** BEGIN **

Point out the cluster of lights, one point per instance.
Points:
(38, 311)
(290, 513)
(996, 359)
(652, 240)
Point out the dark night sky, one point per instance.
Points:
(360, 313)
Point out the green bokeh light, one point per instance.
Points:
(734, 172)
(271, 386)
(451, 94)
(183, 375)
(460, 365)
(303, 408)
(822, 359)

** END **
** BEGIN **

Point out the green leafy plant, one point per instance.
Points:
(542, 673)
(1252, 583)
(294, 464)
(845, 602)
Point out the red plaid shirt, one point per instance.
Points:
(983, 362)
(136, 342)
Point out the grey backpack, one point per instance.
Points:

** END **
** BEGIN **

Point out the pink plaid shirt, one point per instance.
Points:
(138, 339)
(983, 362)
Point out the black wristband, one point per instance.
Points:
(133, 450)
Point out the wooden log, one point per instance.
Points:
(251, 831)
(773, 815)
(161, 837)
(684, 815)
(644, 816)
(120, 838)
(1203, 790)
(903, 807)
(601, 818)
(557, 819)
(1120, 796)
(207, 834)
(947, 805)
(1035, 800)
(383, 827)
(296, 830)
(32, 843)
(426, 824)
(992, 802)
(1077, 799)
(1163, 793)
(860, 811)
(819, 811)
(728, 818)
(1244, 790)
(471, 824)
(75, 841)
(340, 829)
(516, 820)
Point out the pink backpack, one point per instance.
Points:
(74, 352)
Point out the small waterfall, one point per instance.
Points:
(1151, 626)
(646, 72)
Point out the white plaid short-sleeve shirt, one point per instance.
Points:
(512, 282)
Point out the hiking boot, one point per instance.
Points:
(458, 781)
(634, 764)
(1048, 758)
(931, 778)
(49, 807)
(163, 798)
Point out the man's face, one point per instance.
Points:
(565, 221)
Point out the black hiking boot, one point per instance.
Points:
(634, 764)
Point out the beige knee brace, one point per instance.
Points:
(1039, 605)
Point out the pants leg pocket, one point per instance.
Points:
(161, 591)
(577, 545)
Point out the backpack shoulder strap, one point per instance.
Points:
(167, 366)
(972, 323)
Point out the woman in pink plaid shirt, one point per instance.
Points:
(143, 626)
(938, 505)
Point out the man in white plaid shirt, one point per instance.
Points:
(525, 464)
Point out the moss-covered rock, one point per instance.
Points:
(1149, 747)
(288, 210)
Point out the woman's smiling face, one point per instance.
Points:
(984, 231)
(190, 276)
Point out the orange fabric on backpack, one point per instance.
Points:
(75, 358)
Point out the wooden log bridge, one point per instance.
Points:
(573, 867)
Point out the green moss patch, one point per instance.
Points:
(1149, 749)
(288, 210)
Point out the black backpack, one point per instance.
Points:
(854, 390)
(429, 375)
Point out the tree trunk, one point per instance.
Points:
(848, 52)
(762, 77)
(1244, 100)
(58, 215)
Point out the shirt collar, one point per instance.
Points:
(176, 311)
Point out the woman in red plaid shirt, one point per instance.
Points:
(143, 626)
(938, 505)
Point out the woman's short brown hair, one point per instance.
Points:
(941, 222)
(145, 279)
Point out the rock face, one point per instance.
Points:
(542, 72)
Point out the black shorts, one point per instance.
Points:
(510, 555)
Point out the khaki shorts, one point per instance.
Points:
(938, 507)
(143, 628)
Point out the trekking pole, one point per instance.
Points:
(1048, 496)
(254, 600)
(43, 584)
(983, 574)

** END **

**Problem description:** Pick out each line in the entries above that contains the string "moss", and copy every such line in full.

**Answer for this exercise:**
Point out the moss-covered rock, one point per instance.
Point out the green moss patch, one point per instance.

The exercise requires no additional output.